- **What the task requires**: Count the lines in the entries below that contain the string "palm", treating uppercase and lowercase as different. Reply with the number only.

- **Given entries**:
....

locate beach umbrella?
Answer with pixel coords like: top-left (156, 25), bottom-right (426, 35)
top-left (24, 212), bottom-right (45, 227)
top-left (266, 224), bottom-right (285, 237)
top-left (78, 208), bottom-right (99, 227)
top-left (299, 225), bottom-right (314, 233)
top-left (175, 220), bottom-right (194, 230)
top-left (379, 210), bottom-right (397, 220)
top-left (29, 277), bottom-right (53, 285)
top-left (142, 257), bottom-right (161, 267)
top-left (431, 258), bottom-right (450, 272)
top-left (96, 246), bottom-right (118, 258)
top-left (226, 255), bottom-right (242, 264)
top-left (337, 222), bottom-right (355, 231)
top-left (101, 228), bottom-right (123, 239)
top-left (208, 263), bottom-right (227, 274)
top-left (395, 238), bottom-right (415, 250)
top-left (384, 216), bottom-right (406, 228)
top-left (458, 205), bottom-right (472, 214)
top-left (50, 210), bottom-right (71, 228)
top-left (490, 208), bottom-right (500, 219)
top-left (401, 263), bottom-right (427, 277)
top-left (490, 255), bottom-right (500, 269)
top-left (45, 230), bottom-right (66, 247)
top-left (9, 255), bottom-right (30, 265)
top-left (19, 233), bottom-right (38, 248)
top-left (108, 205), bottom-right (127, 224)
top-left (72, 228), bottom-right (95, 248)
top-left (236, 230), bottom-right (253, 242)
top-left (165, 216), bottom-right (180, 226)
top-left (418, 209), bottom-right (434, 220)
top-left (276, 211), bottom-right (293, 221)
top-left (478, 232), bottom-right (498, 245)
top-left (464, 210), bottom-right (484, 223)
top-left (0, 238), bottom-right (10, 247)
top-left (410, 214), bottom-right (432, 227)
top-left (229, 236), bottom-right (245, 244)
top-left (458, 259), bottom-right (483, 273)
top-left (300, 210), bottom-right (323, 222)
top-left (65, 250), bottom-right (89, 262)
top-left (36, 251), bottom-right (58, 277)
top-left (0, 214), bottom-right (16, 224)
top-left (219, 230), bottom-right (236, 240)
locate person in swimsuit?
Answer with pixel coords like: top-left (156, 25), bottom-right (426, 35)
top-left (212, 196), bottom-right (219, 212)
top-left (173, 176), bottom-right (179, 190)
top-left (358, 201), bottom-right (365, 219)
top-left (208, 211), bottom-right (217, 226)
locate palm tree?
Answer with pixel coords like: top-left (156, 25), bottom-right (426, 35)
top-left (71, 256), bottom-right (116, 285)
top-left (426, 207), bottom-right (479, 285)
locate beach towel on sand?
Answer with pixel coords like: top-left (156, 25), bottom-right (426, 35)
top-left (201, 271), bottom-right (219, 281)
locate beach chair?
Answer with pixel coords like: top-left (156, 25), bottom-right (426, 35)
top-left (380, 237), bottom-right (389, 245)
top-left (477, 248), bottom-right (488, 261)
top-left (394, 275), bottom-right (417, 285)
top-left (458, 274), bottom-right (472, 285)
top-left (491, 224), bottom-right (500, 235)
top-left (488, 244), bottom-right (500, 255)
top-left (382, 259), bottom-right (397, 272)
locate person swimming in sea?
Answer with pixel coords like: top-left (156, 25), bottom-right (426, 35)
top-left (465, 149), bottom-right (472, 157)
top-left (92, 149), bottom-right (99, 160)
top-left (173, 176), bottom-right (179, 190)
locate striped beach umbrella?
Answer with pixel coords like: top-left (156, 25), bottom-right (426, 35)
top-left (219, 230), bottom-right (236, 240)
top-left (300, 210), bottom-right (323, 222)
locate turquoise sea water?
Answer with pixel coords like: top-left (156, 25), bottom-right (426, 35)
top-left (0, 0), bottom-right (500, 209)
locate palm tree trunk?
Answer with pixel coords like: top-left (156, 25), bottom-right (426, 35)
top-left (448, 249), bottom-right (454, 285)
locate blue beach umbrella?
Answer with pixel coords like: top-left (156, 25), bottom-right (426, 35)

....

- **Solution to the exercise**: 2